## Task to complete
The records below are to be repeated in full, exactly as they are.

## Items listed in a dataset
______________________________

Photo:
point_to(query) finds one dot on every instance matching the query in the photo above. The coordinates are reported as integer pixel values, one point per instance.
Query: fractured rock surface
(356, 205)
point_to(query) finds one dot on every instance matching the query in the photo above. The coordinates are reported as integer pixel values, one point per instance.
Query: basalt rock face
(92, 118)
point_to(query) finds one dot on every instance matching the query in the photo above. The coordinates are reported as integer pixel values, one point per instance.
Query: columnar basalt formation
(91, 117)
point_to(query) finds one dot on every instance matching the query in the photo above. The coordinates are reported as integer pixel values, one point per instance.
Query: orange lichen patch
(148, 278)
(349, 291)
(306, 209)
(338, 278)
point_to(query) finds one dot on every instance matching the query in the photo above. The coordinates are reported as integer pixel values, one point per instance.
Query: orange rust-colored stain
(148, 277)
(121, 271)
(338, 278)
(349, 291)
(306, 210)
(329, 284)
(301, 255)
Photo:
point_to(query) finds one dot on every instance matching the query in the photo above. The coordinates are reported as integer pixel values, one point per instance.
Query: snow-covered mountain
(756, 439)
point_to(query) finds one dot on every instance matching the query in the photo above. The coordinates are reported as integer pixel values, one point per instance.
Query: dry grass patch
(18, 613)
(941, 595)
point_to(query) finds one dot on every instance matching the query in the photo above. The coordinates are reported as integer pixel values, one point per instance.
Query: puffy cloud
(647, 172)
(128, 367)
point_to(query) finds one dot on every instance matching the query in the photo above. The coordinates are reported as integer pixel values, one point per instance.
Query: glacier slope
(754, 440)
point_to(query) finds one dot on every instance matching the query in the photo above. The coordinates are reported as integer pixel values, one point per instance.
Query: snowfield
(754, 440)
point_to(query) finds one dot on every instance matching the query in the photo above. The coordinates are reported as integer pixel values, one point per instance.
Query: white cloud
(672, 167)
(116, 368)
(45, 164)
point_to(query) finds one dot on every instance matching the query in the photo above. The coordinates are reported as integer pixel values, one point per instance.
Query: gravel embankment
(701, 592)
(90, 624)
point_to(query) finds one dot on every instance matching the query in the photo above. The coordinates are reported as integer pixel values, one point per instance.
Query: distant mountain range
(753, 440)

______________________________

## Response to the task
Photo:
point_to(query) finds one dot on every instance matching the query in the photo above. The coordinates are reported as integer pixel values, one point per instance.
Query: fractured rock surface
(356, 205)
point_to(query) finds one dot on every instance matching the query in the photo above. The coordinates are reported as integer pixel values, one point per instance.
Query: basalt rock face
(92, 118)
point_to(query) finds one dot on every instance matching the query in the photo above. The coordinates are reported as integer pixel values, one point per instance.
Query: columnar basalt formation
(91, 117)
point_to(query) finds one dot on every instance matching the query in the photo above. The coordinates are reported as integer pixel values, one point per instance.
Query: orange lichen patch
(148, 278)
(349, 291)
(306, 209)
(338, 278)
point_to(query) finds one dot on every instance matching the query in the photo above. The coordinates are reported as integer pixel values, one point per instance.
Query: orange rust-colored stain
(148, 277)
(121, 271)
(338, 278)
(349, 291)
(306, 210)
(329, 284)
(301, 255)
Photo:
point_to(query) finds one dot on every instance matching the query in the photo above. The coordinates are reported as integer pixel values, one point per instance.
Query: snow-covered mountain
(756, 439)
point_to(query) finds one dot on every instance matching the query in the photo above. The coordinates are reported as integer pixel values, one point per instance.
Query: dry grass patch
(18, 613)
(941, 595)
point_to(query) finds one dot on every instance matching the query in the photo above. The coordinates are reported as integer pixel values, one point per instance.
Query: puffy cloud
(647, 172)
(128, 367)
point_to(query) finds one dot on every instance matching the query in the photo above. The coordinates are reported as integer pixel values, one point per instance.
Query: glacier slope
(754, 440)
point_to(query) finds one dot on every instance matching the query in the photo above. The coordinates are reported as integer pixel values, one point per instance.
Query: snowfield
(754, 440)
point_to(query) finds one dot on every instance matching the query in the photo above. The coordinates are reported as integer pixel values, one point per instance.
Query: white cloud
(672, 167)
(116, 368)
(45, 164)
point_to(query) finds one dot on every instance matching the query in the photo above. The coordinates are reported as integer pixel values, one point per instance.
Query: gravel embankment
(701, 592)
(90, 624)
point_to(query) finds one dot on every instance matching the query in the photo above. The coordinates are reported as integer pixel values, one point per instance.
Query: distant mountain range
(753, 440)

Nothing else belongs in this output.